• Passage
___

I realized I needed to help her find physical ways to connect that will not be perceived as “harmful” by the other person, but that are also meaningful to her.  I will have to speak with my friend about this, because she will undoubtedly have some good ideas, besides I haven’t spoken to her in at least 16 hours and I already miss her.

Last night at the restaurant, Emma wearing Richard’s hat

This morning – sunrise on the ranch

Is There A Future for Emma in the Theatre?

Yesterday, as we were leaving Nic and Emma’s gymnastics class, Emma found a stray balloon.  No doubt left by one of the children who attended a birthday party there earlier, Emma looked at me with a sly grin, then grabbed the balloon and said, “Look!  It’s a birthday party balloon.  Take it home?”

Emma loves nothing more than birthday parties, balloons and singing Happy Birthday.  “Sure Em.  But remember to hold on to it, because if you let go, it’ll fly away,” I said.

Emma nodded her head gravely and said, “You have to hold it.  If you let go, the balloon goes up in the air.  Oh no!  Don’t go away balloon.  You have to hold it.  But listen, if you let go, there will be no more balloon!”

Emma’s way of coping with anxiety is to repeat a script of sorts.  These are things she’s heard from a variety of sources.  She pulls together threads and combines them to make a dialogue that she then repeats.  Many Autistics script.  Some people feel scripting is to be ignored and even discouraged, but I find Emma’s scripts are informative and useful.  It is the way she is attempting to communicate.  I don’t believe they are nonsense or meaningless.  I believe she uses them in situations when she cannot come up with words of her own.

Emma managed to get through the next four hours without losing the balloon.  This was no small accomplishment as those four hours were packed with activities, ranging from shopping for shorts and an awesome camouflage swim cap for Nic, bathing suits for Em, swim goggles for me, ear plugs for all of us, slices of pizza for everyone, before meeting Richard at the local Y to swim.  Emma attempted to jam the balloon inside our locker, (we ended up letting it float outside the locker, with the string inside the locker ensuring it wouldn’t float away.)  After swimming we went to a room where they’d set up an obstacle course and bouncy castle.  Meanwhile Emma’s balloon, which she’d secured inside my swim bag, stayed put.

___

• Requests
- 1) Transcribe the part of the balloon story that opens with "Emma’s way of" and closes with "of her own.".
- 2) Write the next part of the story about Emma and the birthday balloon, picking up after its final sentence.

• Stored records
___

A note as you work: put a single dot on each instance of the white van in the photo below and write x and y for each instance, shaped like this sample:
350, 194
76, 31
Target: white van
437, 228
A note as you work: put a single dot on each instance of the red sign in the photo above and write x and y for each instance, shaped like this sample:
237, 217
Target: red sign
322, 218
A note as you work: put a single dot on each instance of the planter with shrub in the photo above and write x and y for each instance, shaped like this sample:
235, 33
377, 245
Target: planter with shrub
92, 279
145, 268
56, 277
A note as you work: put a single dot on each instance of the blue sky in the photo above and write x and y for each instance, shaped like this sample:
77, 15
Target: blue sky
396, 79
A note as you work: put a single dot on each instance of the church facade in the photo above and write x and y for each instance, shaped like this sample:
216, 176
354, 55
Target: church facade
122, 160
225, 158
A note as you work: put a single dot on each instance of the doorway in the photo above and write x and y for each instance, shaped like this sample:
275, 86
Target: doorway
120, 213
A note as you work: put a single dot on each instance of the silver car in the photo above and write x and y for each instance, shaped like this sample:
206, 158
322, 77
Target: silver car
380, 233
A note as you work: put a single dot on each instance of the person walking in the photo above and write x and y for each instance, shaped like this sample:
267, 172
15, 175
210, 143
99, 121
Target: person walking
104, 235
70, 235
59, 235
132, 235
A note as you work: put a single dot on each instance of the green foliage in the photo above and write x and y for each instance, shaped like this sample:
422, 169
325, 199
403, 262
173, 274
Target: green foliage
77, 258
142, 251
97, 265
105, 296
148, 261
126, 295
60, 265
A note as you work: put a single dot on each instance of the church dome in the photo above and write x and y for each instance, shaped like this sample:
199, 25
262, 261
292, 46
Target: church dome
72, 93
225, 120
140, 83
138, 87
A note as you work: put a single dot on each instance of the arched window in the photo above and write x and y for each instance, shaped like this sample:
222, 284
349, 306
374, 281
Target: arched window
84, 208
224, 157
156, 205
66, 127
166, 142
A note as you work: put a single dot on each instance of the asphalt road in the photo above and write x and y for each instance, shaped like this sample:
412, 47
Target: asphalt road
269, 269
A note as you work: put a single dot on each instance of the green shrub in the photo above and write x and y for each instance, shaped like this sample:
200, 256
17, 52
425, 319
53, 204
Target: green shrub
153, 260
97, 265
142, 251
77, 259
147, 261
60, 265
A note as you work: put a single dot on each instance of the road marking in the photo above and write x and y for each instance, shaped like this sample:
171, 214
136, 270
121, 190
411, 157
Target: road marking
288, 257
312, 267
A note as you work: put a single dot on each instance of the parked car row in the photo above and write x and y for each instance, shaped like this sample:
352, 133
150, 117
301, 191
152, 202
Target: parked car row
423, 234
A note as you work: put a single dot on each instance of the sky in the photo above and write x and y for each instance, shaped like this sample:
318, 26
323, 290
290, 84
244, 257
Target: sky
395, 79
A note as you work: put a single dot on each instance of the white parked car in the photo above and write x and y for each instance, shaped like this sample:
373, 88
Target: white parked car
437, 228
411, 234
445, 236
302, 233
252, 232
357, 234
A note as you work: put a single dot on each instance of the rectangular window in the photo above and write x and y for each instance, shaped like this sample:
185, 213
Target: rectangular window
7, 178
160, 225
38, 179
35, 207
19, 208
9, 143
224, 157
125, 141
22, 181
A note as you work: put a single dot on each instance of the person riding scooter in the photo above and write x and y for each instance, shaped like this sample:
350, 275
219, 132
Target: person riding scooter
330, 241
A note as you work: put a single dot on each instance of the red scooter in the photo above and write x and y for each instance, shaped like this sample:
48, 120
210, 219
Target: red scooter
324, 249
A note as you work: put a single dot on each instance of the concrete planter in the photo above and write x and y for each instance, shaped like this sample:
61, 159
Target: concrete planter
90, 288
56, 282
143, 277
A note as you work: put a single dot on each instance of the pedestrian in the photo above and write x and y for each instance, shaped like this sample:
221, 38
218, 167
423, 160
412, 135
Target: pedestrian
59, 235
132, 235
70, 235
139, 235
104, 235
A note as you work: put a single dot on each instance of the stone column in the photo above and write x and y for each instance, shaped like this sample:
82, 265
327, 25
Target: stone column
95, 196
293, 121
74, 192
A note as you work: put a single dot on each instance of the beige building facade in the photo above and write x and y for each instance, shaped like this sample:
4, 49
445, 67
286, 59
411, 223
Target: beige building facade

___

• Task-by-task results
- 1)
Emma’s way of coping with anxiety is to repeat a script of sorts.  These are things she’s heard from a variety of sources.  She pulls together threads and combines them to make a dialogue that she then repeats.  Many Autistics script.  Some people feel scripting is to be ignored and even discouraged, but I find Emma’s scripts are informative and useful.  It is the way she is attempting to communicate.  I don’t believe they are nonsense or meaningless.  I believe she uses them in situations when she cannot come up with words of her own.

- 2)
Once outside as we headed home Emma suddenly gasped.  All of us watched with dread as her beloved balloon sailed out of reach.  In the past, losing her balloon would have induced a meltdown of epic proportions.  “Oh no, my balloon!” Emma said, her tone and inflection sounded vaguely familiar.  Emma stomped her foot and said again, “Oh no, my balloon!  Can you tell how Katy feels about losing her balloon?  Yes, Katy is mad she lost her balloon.  We can tell she’s mad because she’s raising her fist and stomping her foot.”

I looked at Emma in shock. Emma was repeating the dialogue from an app Marc Zimmerman, CEO of the app The Social Express Lite sent me more than six months ago.  At the time I showed it to Emma who liked it and watched the five different lessons a couple dozen times and so a few months later, I bought the long version of the Social Express, but other things took precedence, so it was soon forgotten.

“Emma lost her balloon,” Emma said looking at me as I awaited the meltdown I was sure would come.  Instead, Emma stood still, gazed up at the balloon floating farther and farther away and said, “Emma’s mad she lost her balloon.”  Emma stared at me for a moment and began to laugh.

I was amazed.  This was NOT the reaction I expected.  “Katy’s mad.  Emma’s mad,” Emma laughed.  She gave me her pretend “mad” face –  frowning, mouth set in a silent scream – and dissolved into peals of laughter.

I was reminded of a conversation I had with a friend of mine (who’s autistic), just two days ago.  She told me how going into a theatre program changed her life.  She told me how theatre taught her a range of things, including an increased desire to read because there was a reason to,  she learned how others thought and what motivated them.  She said, “In theater, everyone is honest, they have to be.  If they are not, the director says, No, be honest.”

“I am determined to find a theatre program for Emma,” I said to Richard.  “I think it is the thing that could change everything for her.”

“I’m with you,” Richard said.

When we got home Emma and I watched the Social Express together.  When the story with Katy losing her balloon came on, Emma pointed to the screen.  “Oh no! Katy lost her balloon too!”

And she began laughing.

Emma demonstrating her angry face

“Come Dance With Me!”

Those were Emma’s exact words.  She beckoned to me, then to her brother, Nic and then to her dad.  “Come on.  Come dance with me!”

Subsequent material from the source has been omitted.